(Pointing dataset records)

** START **

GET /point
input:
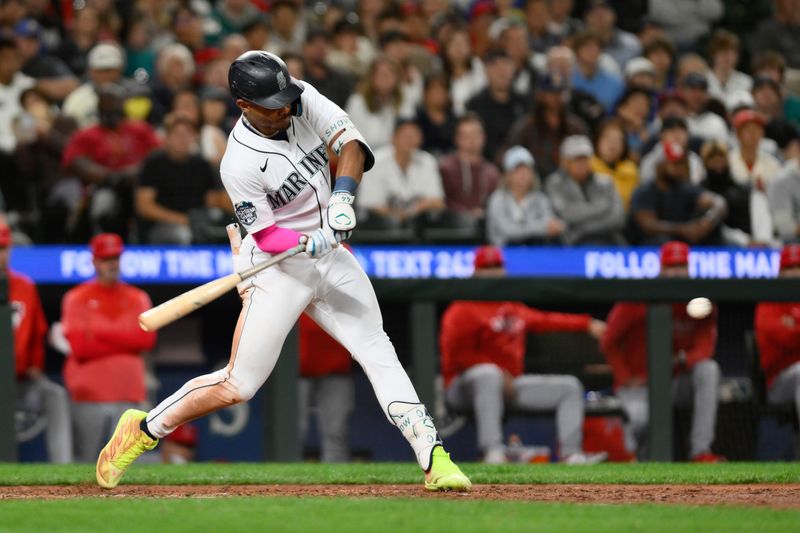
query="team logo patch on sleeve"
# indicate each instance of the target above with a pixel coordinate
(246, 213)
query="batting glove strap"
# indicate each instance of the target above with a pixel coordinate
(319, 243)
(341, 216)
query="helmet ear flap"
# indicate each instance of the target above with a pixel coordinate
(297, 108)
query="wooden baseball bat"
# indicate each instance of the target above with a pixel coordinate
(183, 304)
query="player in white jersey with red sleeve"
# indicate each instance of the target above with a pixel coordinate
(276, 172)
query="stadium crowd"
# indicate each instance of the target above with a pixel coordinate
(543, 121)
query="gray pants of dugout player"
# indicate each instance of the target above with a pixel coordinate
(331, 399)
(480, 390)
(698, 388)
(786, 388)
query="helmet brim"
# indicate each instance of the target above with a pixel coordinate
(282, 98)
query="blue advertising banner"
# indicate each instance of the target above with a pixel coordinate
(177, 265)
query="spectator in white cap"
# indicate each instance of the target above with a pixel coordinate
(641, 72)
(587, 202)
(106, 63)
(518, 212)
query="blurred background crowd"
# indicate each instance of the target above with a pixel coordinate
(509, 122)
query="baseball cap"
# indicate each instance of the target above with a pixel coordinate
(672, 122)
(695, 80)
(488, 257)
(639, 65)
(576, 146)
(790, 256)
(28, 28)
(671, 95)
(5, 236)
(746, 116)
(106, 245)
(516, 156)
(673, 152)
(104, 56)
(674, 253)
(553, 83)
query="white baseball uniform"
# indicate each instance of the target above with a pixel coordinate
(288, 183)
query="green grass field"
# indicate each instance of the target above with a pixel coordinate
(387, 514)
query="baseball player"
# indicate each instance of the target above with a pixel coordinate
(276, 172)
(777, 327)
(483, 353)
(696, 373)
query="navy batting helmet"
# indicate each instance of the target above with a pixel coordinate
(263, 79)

** END **
** START **

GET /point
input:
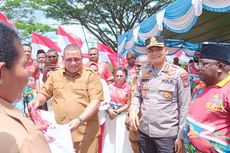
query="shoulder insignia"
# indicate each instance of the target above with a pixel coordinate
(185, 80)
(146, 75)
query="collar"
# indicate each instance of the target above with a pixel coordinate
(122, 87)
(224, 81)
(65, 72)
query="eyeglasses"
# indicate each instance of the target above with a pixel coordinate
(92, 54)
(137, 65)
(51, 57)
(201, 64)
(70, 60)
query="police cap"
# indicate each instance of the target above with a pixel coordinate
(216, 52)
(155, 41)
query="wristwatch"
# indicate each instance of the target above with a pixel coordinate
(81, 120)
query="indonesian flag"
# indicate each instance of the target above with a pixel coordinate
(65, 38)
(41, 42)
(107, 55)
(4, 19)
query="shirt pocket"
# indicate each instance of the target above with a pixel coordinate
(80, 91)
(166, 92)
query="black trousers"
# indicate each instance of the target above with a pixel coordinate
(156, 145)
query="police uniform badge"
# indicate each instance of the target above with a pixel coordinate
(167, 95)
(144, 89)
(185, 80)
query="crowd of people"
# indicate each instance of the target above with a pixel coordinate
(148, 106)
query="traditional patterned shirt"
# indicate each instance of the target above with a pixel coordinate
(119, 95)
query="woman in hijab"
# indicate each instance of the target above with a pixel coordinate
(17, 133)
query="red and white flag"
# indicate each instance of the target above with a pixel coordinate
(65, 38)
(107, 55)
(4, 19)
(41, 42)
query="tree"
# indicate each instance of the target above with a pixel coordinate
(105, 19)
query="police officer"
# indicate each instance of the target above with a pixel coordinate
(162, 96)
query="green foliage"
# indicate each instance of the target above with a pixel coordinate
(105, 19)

** END **

Prompt -> How many lines of the records above contain the word "flag"? Reply with the number only.

Written reply -> 2